A cystic fibrosis sufferer has scored a double first by becoming the first patient in Britain to undergo a lung transplant from a living donor - her father - and the first in the world to receive from a living donor - a family friend - who is unrelated to her.

The Cystic Fibrosis Trust yesterday welcomed the pioneering surgery, saying it offered new hope to scores of sufferers whose chances of survival are limited by the shortage of lungs for transplant from dead donors. Up to 40 per cent of cystic fibrosis patients die on the waiting list.

Clare Wildman, 20, who needed oxygen 24 hours a day, can now breathe almost normally after receiving lung tissue from her father Graham, 43, and Jude Harris, 40, a close friend of her mother's. They each donated about a fifth of their lung tissue, comprising the lower left lobe of Mr Wildman's lung and the lower right of Mrs Harris's.

The six-hour operation, performed at Harefield Hospital in Middlesex by Professor Sir Magdi Yacoub, the world famous transplant surgeon, took place July last. He agreed to carry it out only after approval from independent ethical committees at Harefield, and the Royal Brompton Hospital, and from the Department of Health.
════════════════════
(Tasks to perform):
1 > Duplicate the passage about the lung transplant, everything from "The six-hour operation, performed" down to "Department of Health.".
2 > Finish out the next part of the lung transplant article, picking up after its final sentence.
════════════════════
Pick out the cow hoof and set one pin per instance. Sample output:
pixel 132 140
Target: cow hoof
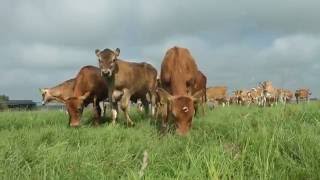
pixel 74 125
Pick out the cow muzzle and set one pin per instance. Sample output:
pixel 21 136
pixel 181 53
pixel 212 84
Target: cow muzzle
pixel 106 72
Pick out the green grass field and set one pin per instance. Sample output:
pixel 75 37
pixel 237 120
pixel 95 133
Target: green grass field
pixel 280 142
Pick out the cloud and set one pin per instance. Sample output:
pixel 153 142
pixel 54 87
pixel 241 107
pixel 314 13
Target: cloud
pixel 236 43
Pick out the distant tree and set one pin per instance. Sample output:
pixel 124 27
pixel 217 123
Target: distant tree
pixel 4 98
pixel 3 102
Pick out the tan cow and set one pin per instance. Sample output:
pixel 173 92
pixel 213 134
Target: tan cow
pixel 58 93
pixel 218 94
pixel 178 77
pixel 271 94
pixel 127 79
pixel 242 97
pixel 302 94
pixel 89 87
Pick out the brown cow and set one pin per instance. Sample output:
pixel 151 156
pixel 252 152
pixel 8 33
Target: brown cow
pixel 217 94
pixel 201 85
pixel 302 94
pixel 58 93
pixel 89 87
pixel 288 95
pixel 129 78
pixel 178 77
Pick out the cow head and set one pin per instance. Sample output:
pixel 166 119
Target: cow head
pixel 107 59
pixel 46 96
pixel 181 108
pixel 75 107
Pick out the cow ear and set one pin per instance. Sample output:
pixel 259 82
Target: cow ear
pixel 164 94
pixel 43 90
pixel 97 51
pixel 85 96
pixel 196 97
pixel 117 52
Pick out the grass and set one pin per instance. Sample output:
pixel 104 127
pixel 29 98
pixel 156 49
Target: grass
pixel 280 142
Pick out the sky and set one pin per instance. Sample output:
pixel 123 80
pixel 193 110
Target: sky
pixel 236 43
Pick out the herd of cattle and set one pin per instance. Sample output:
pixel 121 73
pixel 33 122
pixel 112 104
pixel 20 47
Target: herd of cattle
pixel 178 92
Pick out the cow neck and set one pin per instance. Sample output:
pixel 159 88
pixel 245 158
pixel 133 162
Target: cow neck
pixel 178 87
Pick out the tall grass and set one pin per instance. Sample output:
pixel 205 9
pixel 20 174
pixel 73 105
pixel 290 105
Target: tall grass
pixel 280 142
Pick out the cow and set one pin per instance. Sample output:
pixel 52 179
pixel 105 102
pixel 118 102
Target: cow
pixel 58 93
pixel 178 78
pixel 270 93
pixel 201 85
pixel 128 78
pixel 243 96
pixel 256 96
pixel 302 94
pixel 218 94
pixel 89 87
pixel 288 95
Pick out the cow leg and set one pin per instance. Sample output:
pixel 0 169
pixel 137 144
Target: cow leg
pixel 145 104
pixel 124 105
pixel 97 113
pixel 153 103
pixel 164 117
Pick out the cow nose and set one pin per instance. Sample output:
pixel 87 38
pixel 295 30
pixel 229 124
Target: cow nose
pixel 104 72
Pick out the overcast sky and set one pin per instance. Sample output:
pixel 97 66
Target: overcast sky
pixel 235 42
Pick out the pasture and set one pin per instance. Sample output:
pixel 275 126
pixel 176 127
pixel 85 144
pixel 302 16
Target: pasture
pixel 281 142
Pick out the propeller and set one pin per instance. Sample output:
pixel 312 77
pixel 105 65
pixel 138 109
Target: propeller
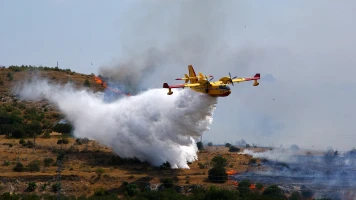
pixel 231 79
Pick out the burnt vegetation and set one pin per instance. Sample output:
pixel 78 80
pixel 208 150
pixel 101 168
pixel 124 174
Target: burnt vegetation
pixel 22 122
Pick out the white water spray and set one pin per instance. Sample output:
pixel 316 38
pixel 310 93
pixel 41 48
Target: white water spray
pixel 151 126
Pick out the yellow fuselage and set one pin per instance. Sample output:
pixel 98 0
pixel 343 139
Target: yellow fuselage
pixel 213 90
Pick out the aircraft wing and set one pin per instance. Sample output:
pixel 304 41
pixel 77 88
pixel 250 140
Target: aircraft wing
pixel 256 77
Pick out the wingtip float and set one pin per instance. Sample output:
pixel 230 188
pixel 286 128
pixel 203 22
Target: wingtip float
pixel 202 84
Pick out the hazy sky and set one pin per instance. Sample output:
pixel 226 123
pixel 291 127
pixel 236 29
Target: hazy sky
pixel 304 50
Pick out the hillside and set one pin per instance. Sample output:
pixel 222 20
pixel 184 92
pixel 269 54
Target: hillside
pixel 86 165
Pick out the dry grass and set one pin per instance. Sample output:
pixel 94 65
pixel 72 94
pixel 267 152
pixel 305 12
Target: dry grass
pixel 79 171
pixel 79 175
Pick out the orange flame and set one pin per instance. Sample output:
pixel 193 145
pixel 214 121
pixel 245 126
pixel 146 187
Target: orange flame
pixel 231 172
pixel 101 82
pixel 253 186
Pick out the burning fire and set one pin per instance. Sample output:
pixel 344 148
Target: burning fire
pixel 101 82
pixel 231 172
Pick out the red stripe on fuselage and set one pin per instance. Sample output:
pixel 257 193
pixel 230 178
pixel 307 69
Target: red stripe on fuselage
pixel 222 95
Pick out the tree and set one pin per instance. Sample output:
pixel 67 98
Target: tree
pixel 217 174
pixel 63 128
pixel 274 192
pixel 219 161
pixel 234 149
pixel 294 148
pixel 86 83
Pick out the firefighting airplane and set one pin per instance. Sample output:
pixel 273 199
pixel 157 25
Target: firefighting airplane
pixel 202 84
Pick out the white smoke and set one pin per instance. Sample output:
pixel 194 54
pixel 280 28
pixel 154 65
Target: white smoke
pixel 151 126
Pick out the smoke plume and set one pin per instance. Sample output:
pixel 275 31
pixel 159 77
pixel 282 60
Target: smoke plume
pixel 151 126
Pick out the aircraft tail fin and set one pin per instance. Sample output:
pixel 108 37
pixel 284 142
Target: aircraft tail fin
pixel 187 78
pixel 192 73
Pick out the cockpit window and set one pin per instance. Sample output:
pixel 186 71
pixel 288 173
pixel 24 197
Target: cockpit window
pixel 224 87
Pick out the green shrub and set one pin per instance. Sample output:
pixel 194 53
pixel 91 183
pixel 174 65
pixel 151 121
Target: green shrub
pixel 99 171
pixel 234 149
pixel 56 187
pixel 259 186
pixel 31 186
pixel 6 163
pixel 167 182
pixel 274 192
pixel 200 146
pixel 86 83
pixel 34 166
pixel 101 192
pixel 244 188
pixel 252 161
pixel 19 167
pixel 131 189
════════════════════
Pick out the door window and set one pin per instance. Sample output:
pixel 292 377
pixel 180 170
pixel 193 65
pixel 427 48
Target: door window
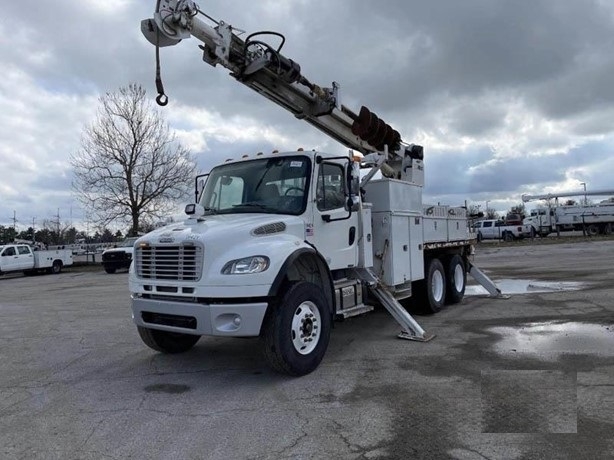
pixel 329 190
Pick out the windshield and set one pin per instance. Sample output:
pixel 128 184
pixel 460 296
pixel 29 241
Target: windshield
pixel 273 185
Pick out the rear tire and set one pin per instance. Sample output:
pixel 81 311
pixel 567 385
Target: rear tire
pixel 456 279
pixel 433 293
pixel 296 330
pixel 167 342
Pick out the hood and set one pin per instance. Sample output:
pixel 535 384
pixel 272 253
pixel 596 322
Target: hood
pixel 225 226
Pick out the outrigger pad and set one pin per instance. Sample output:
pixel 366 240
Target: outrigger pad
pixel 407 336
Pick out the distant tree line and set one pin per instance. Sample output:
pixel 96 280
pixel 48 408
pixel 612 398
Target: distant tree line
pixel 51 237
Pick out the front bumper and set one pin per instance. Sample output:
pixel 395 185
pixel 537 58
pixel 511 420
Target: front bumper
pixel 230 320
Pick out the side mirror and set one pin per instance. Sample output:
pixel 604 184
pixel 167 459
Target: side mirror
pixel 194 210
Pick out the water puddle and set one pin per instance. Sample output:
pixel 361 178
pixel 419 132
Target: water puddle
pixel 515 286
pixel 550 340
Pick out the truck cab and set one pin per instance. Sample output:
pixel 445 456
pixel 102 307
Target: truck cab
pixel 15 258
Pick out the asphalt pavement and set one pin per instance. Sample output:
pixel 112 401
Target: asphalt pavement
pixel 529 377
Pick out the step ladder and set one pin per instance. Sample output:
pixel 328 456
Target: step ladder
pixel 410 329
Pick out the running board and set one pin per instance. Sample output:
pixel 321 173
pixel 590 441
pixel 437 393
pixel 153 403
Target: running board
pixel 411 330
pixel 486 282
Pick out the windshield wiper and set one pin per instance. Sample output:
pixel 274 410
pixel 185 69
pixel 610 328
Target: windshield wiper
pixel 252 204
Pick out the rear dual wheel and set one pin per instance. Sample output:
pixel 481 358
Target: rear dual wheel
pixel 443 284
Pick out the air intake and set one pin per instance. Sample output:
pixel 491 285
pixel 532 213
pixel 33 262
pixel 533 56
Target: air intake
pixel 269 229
════════════════════
(Task-by-task answers):
1 >
The six-hour operation, performed at Harefield Hospital in Middlesex by Professor Sir Magdi Yacoub, the world famous transplant surgeon, took place July last. He agreed to carry it out only after approval from independent ethical committees at Harefield, and the Royal Brompton Hospital, and from the Department of Health.

2 >
The idea for the operation came from Ms Wildman's mother, Averil, who read about the success of similar ventures in America where about 20 such operations have been carried out. She intended to be a donor along with her husband, but her lung tissue was not a good match with her daughter's.

Other close family members were tested for compatibility with Ms Wildman, but were not considered suitable either. Her 16-year-old brother, Stephen, volunteered but the Wildmans thought he was too young.

Mrs Harris and her husband, from Hertfordshire, then offered themselves as donors as Ms Wildman's health deteriorated. Mrs Harris was the better match. "I didn't want Clare to die. I have two healthy daughters and I've known her mother for 30 years, since we were nine years old. It is like we are related." Ms Wildman is now planning to go to college.

Professor Yacoub said the operation was possible because everyone has spare lung capacity, and because donated lung tissue will expand to fill the cavity. He told the Daily Express: "As doctors we are trained to treat patients and it goes against the grain to operate on somebody who is normal ... But we cannot overrule members of the community if they want something so much, so long as they understand the implications ..."

Dr Martin Scott from the Cystic Fibrosis Trust said yesterday: "The ability to use living donors for some CF patients is a major surgical advance and should help reduce the dreadful odds against survival."

Live donors are routinely used in kidney and liver transplants.